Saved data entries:
- - -
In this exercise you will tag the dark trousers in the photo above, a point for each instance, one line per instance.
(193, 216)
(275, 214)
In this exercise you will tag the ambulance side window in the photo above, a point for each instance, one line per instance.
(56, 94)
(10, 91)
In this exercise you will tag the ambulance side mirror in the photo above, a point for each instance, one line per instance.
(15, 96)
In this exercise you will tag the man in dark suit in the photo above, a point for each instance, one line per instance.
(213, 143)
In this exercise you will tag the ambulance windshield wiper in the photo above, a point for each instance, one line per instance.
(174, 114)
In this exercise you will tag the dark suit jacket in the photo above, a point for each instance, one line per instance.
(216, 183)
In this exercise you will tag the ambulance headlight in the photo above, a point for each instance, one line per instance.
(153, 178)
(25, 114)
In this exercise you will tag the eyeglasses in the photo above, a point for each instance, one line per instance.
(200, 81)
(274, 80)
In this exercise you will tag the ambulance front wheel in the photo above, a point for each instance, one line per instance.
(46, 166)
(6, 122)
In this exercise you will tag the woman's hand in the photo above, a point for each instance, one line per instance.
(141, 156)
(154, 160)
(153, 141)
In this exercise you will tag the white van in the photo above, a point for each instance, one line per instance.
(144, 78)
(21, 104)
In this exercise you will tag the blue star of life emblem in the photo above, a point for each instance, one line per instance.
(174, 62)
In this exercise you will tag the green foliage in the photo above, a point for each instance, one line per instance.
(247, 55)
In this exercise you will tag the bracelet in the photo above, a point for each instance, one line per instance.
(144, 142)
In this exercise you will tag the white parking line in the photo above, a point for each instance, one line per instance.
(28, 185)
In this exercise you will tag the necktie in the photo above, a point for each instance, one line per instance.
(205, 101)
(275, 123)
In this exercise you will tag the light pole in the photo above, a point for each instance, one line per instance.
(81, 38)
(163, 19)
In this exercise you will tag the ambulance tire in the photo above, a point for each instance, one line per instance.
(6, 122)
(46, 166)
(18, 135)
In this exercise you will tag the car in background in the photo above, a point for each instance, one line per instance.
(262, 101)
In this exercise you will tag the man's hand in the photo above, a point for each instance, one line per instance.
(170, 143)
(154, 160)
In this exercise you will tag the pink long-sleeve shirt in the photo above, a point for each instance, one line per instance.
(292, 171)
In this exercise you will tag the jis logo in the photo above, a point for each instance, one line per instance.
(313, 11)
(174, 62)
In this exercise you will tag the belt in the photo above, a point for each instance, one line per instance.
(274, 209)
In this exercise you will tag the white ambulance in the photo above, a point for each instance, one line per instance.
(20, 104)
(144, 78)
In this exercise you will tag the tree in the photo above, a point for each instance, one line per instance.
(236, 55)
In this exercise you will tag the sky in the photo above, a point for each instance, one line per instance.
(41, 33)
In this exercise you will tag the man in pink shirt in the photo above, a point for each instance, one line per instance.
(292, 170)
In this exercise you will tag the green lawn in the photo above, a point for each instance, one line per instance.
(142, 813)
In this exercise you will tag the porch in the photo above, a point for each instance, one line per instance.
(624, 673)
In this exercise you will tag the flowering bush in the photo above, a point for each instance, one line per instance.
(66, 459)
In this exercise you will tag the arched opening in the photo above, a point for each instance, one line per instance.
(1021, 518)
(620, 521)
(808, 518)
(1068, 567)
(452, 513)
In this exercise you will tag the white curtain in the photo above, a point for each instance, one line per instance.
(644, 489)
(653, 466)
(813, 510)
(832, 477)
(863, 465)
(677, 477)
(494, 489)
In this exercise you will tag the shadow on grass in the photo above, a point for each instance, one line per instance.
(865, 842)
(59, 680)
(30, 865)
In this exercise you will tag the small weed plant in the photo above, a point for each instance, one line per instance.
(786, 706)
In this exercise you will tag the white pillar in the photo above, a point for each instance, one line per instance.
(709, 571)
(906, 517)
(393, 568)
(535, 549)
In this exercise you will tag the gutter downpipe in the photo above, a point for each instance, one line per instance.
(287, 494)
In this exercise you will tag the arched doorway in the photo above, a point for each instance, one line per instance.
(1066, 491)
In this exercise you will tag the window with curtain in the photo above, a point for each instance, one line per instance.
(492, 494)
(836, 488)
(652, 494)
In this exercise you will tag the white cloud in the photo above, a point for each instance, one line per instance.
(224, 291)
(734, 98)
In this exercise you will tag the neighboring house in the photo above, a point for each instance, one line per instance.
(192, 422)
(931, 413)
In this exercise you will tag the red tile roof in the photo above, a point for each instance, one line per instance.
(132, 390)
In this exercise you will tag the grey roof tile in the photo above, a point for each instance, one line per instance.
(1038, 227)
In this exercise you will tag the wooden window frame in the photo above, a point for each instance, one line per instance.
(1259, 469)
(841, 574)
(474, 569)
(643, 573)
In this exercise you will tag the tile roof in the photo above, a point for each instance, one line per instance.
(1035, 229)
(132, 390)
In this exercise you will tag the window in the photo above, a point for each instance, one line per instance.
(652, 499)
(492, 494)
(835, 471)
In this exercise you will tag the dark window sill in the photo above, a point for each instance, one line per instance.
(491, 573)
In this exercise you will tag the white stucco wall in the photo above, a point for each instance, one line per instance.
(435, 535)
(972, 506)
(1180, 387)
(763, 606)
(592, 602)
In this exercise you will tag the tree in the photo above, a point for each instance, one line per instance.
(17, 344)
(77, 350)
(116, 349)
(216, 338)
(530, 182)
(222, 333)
- - -
## [REQUIRED TASK]
Each line of the material should be duplicated exactly, please.

## [WRITTEN RESPONSE]
In this exercise you will tag the dark trousers in the photo above, a point for each instance, one line per instance.
(193, 216)
(275, 214)
In this exercise you will tag the ambulance side window in the photo above, a point for each instance, one line per instance.
(56, 94)
(10, 91)
In this exercise you will tag the ambulance side mirror in the photo above, a point for each instance, one line per instance.
(15, 96)
In this exercise you will tag the man in dark suit in the photo above, a point for each instance, one line per instance.
(213, 143)
In this exercise you will tag the ambulance windshield wiper in the photo above, a point for each instance, one line per instance.
(174, 114)
In this exercise you will tag the dark suit jacket in the photo above, a point for each instance, one line per instance.
(216, 183)
In this exercise you will tag the ambulance headlight in the photo above, a point for each instance, one line per instance.
(153, 178)
(25, 114)
In this exercise you will tag the eyeglasses in the photo above, a point for each instance, one line per instance.
(200, 81)
(274, 80)
In this exercise you will tag the ambulance front wheel in the photo above, a point for each instance, one line per instance.
(46, 166)
(6, 122)
In this exercise you will tag the woman's hand in the photo above, a point for each instance, one line per instance.
(141, 156)
(154, 160)
(153, 141)
In this exercise you will tag the white van in the photo above, a point for each instance, one line per instance.
(144, 78)
(21, 104)
In this exercise you will tag the blue star of life emblem in the photo above, a point for each instance, one line per instance.
(174, 62)
In this exercise you will tag the green foliage in the photo above, a point for each instance, one line per instance.
(247, 55)
In this exercise you will tag the bracelet in the photo above, a point for each instance, one line per instance.
(144, 142)
In this exercise you will tag the white parking line in the photo above, a point for each instance, one line per instance.
(28, 185)
In this exercise you will tag the necktie in the photo above, a point for each instance, one line per instance.
(205, 101)
(275, 123)
In this exercise you will tag the light pole in the photo above, a point for each instance, one line per instance.
(81, 38)
(163, 19)
In this exercise you will tag the ambulance tire in the photo above, a point for each instance, one line per instance.
(6, 122)
(46, 166)
(18, 135)
In this exercise you will tag the car in background in the photo above, a point for each instance, one line per instance.
(262, 101)
In this exercise you will tag the man's hand in the photo above, a point for each instance, one line per instance.
(170, 143)
(154, 160)
In this exercise you will tag the pink long-sleeve shirt in the photo above, a point for each instance, one line per instance.
(292, 171)
In this exercise you will tag the jis logo in the photo above, a point for each instance, one line per instance.
(313, 11)
(174, 62)
In this exercise you will tag the belt in the photo above, a point for each instance, one line per instance.
(274, 209)
In this exercise you will tag the white ambulance in the photo above, a point for each instance, one line per instance.
(20, 104)
(144, 78)
In this exercise you will tag the tree in the photo above, a point for each instance, one line per instance.
(236, 55)
In this exercise you will tag the sky in the photo above, a point for each instance, one line per instance.
(41, 33)
In this exercise you will tag the man in pink shirt in the photo above, a point for each instance, one line per instance.
(292, 170)
In this exercise you will tag the green lawn in the photo above, a point for each instance, one line per instance.
(142, 813)
In this exercise you will tag the porch in the photo above, a point for each instance, one line per instance.
(624, 673)
In this exercise you will tag the flowering bush in the photo above, a point for each instance, one line per instance.
(66, 459)
In this exercise you will tag the arched opening in the photo above, a point for each instance, one line per instance.
(1021, 518)
(620, 521)
(808, 518)
(1068, 567)
(452, 513)
In this exercise you will tag the white curtain in the photo above, a point for each instance, one line per instance.
(644, 489)
(653, 466)
(813, 510)
(832, 477)
(863, 465)
(677, 477)
(494, 489)
In this exercise you will tag the shadow on grass in the photo above, a point for each instance, one line per instance.
(865, 842)
(59, 680)
(30, 865)
In this exercise you will tag the small weed plant in the photo above, a point for each instance, one line per instance.
(786, 706)
In this exercise you will tag the white pillar in the photo above, a point for each instance, one line per instance.
(709, 571)
(906, 517)
(393, 568)
(535, 549)
In this exercise you will tag the gutter downpipe in the photo above, a point for each instance, one line per instance.
(287, 494)
In this exercise you will tag the arched doorway in the photo above, a point for each instance, one line per instance.
(1066, 491)
In this exercise you will tag the window with curtain in the photo above, a point for each instance, one line per instance.
(492, 494)
(836, 488)
(652, 494)
In this exercise you will tag the white cloud in the photo above, a point for each instance, one line per instance.
(224, 291)
(734, 98)
In this exercise you will tag the neighboring house in the photo above, a point for each instance, one line per instance.
(192, 422)
(931, 413)
In this exercise you will tag the red tile roof in the photo above, a point for each instance, one line per instance.
(132, 390)
In this exercise you will tag the grey roof tile in the photo above, a point for each instance, one line per instance.
(1038, 227)
In this exercise you will tag the wooden window frame in the photo above, a point for each instance, one line per instance.
(1259, 469)
(841, 574)
(474, 569)
(643, 573)
In this exercise you will tag the tile roof in the photo above, a point for each instance, one line per instance.
(1035, 229)
(132, 390)
In this exercise you will tag the window in the photo above, a point for each instance, one line per instance.
(652, 499)
(492, 494)
(835, 471)
In this exercise you will tag the dark window sill in the photo above, a point for each instance, one line per instance.
(491, 573)
In this exercise you will tag the white stucco wall in the photo above, a point for each instance, one line per instance.
(435, 535)
(972, 506)
(1180, 387)
(763, 606)
(592, 602)
In this exercise you will tag the tree in the photo above, a point for each instance, one line per instance.
(17, 344)
(77, 350)
(116, 349)
(216, 338)
(530, 182)
(222, 333)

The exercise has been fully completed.